EXCERPT
"It's been three years since the last new version came out on the MPA3 program," Wright said. "It has a brand-new look and feel. It has a lot of new features that we've worked on over the past three years, both for clients and for in-house use. The former MPA3 program was very mature, and it's hard to improve on something like that. But we found some improvements by listening to clients, who always have ideas on what works best for them. We take the best suggestions from client feedback and put them in."
Wright adds that the new program had a long test period, in which it was optimized to make sure it ran smoothly. Now he claims it will help Mansion clients have an easier time managing their affiliate programs.
But that's not the only news at Mansion. Wright reveals that he plans to roll out a new version of his content management system (CMS), called MAS, in a few months. He predicts it will allow clients to control all of their content, including pictures, videos and texts.
"It's a publishing system," Wright said. "All the content is loaded into the software and it's automatically published on the Internet, instead of having to sit there and do manual HTML editing and so forth. It makes it a lot easier to publish your websites — be it one, 10 or 100 different websites — at the same time. It includes automatic updates on a daily, weekly or monthly basis. You can pre-load the software with all the content you want, set the dates for publication, and it will do it for you. So if you want a site that you don't constantly have to work on, this software is the answer."
Wright claims that, surprisingly, Mansion has more customers using MAS right now, than MPA3. He hopes it will become a solid alternative to Mansion's other content management system featuring a shopping cart, VIST, which debuted early this year.
"This is a very powerful tool for DVD stores," Wright said. "You can run your entire store using VIST, and also easily integrate it into MPA3 for affiliate tracking. It gives you the best of both worlds in the content management system, the shopping cart and the MPA3."
As a Whole
The multiple new softwares and services offered by Mansion are aimed at the industry, rather than at affiliates, although the firm provides affiliate software, too.
"We don't deal directly with affiliates," Wright said. "Our software goes to clients to make it much easier for them to keep a handle on their affiliates, concerning the payouts, providing the affiliate linking codes, so they can easily set up traffic to go to the sites. We give a very accurate tracking and accounting of everything sent to a particular affiliate program."
Included in the Mansion software are marketing tools, which allow clients to add free hosted galleries, pictures of the day, videos of the day and dozens of other features that make it easier to send program traffic.
"That really is the key," Wright said. "Make it as easy as possible for the affiliates to send traffic to these programs. Most affiliates don't like to work too much if they don't have to. So software like this makes it much easier for them to work with affiliate programs, and do cascading billing, for instance.
"It helps them maximize each potential customer coming into a paysite. We make sure that if the primary processor doesn't take the transaction for some reason, it will cascade to a second or third processor. So if the customer has a valid credit card, they always can get the purchase through."

WHAT YOU WILL DO
#1 Repeat word for word the part of the article on Mansion's software starting at "Wright claims that, surprisingly, Mansion" and ending at "early this year.".
#2 Answer these questions from the article on Mansion's software:
(a) How long had it been since the last new version of the MPA3 program came out?
(b) What is the name of Mansion's content management system that features a shopping cart?
(c) What happens if the primary processor doesn't take a transaction?

MATERIAL PROVIDED

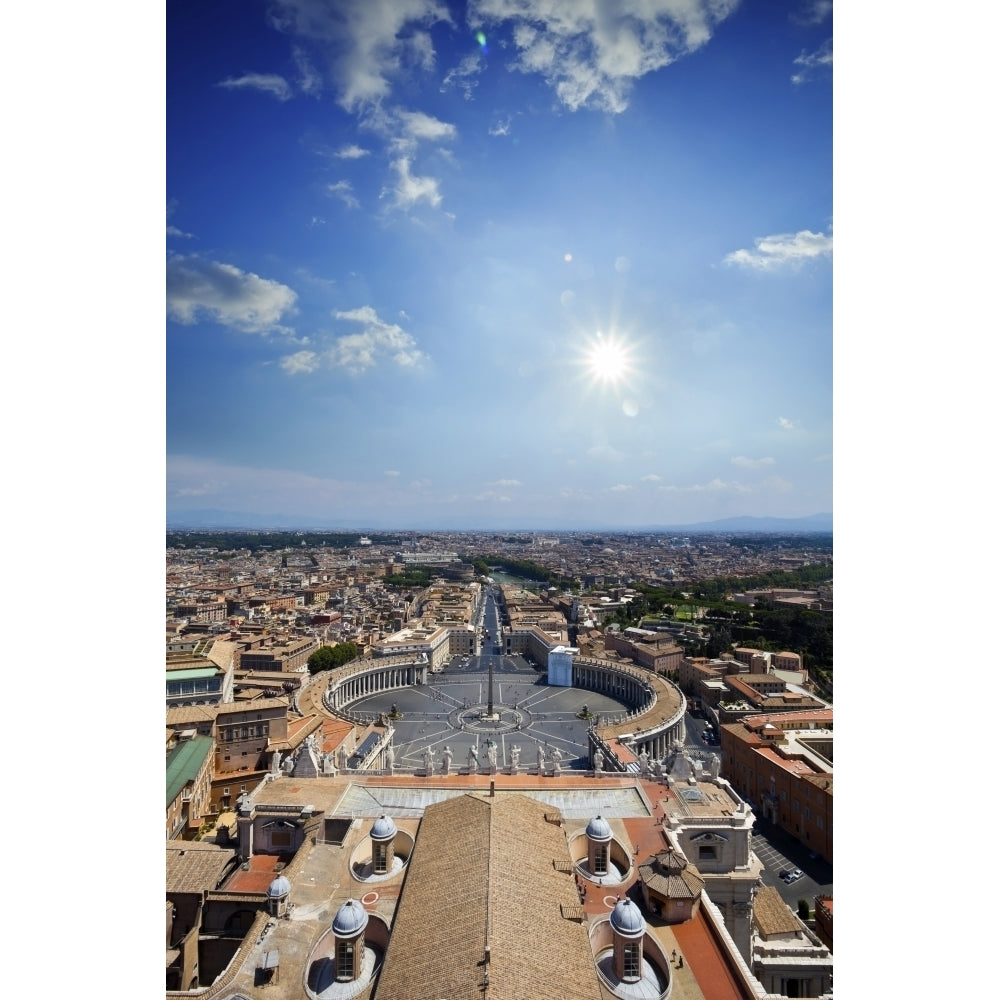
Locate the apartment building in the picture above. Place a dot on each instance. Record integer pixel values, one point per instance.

WRITTEN RESPONSES
#1
Wright claims that, surprisingly, Mansion has more customers using MAS right now, than MPA3. He hopes it will become a solid alternative to Mansion's other content management system featuring a shopping cart, VIST, which debuted early this year.

#2
(a) Three years.
(b) VIST.
(c) The transaction cascades to a second or third processor.